Extracted data ▸
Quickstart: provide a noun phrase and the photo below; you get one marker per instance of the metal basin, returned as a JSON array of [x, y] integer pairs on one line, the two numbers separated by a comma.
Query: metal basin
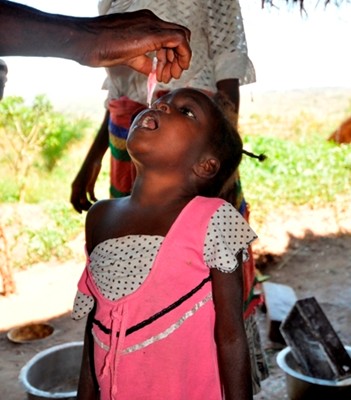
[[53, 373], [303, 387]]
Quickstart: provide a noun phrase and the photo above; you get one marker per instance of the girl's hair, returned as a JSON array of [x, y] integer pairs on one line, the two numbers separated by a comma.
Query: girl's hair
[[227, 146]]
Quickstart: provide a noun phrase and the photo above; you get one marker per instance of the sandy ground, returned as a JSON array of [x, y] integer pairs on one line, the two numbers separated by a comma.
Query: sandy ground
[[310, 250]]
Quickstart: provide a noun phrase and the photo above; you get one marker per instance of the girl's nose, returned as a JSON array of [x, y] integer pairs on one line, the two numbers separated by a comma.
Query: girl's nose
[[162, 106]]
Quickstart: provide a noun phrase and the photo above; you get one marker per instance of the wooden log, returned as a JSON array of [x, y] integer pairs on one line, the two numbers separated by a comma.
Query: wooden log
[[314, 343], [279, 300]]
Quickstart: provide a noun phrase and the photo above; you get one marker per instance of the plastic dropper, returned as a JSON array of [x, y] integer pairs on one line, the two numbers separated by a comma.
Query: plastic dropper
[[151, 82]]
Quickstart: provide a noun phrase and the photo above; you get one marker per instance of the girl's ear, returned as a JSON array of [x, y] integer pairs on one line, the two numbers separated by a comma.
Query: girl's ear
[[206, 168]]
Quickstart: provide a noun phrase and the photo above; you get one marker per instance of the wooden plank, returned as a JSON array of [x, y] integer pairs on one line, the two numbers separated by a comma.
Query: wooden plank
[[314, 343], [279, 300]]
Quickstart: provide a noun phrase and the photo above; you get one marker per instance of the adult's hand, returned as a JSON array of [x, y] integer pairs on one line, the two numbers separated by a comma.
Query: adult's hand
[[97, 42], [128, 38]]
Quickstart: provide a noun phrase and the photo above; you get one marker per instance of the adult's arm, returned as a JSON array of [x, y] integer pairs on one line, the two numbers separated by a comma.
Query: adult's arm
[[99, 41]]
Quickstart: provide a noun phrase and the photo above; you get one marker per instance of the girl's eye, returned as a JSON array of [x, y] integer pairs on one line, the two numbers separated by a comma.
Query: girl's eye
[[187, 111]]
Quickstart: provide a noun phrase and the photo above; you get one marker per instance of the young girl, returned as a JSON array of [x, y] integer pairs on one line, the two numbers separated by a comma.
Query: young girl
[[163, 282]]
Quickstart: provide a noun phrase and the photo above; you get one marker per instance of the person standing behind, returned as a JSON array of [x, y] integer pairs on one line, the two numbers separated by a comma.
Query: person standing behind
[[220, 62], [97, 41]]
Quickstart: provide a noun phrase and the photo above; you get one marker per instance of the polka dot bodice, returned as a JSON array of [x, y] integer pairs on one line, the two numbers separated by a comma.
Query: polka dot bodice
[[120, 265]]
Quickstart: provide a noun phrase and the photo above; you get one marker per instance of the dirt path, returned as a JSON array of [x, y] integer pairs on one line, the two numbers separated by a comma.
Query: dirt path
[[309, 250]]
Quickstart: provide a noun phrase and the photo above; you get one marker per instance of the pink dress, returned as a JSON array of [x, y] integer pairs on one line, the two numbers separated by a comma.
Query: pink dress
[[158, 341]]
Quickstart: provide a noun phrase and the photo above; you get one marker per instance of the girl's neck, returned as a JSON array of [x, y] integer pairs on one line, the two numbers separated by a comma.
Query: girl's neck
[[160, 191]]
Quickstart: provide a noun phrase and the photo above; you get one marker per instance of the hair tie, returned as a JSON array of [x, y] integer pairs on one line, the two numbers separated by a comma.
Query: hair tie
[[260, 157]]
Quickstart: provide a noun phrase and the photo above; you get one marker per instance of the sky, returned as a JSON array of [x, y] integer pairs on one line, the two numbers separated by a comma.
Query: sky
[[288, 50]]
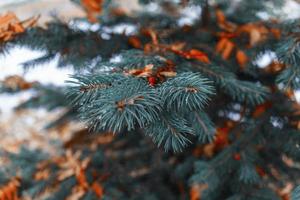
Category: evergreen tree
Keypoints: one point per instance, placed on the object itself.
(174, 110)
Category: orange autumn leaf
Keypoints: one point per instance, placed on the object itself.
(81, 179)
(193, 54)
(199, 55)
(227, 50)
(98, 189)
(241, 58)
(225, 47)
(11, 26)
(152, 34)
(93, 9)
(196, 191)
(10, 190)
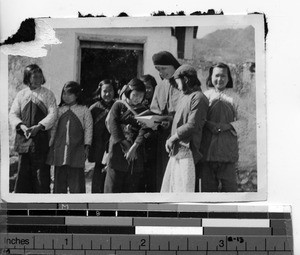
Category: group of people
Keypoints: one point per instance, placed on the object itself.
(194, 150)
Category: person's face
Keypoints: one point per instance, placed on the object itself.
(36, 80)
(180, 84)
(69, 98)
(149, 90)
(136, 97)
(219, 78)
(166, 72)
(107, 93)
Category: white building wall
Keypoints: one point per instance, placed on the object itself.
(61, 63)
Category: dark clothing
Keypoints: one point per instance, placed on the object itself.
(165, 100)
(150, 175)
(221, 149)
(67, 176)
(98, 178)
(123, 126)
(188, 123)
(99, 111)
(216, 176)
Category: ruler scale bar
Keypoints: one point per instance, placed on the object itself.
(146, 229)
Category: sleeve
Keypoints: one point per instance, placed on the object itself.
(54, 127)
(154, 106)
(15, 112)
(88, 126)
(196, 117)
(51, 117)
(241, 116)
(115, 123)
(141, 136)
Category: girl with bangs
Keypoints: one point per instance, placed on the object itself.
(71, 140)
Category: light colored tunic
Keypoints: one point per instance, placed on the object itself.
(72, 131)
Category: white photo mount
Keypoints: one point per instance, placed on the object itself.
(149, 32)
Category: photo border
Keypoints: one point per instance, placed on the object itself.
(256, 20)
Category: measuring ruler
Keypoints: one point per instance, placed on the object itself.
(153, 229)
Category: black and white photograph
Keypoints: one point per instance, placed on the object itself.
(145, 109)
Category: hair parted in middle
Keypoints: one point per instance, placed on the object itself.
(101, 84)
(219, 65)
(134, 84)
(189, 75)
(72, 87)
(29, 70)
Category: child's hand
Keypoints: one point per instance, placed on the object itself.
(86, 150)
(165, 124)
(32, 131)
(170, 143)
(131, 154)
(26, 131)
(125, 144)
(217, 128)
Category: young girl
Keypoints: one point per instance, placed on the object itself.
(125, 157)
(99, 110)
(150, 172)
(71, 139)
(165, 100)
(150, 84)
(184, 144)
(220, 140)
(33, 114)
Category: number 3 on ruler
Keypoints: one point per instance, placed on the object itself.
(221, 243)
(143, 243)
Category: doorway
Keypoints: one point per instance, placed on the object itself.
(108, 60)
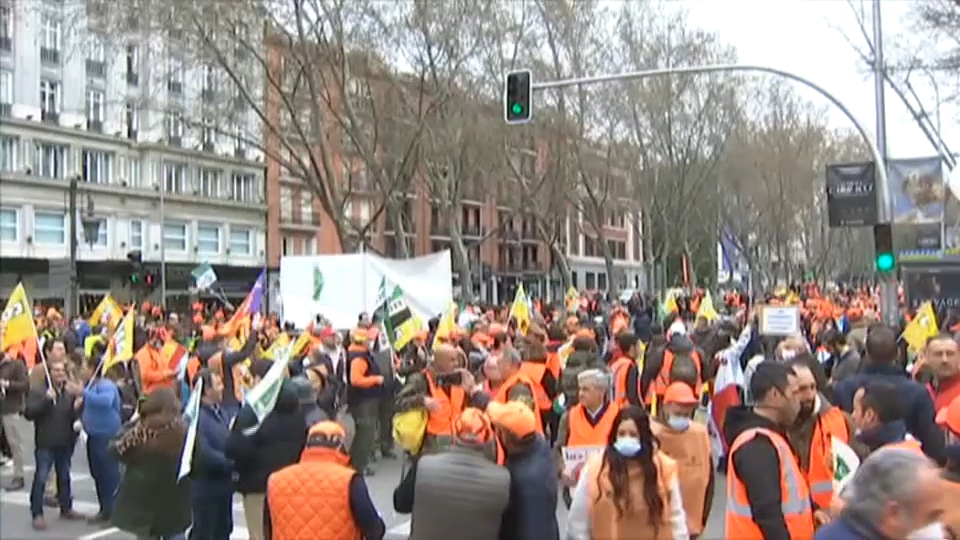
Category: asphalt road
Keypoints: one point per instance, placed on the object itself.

Problem description ▸ Once every line of the listing that contains "ruler" has been counted, give the total and nothing else.

Exercise solution ▸ 3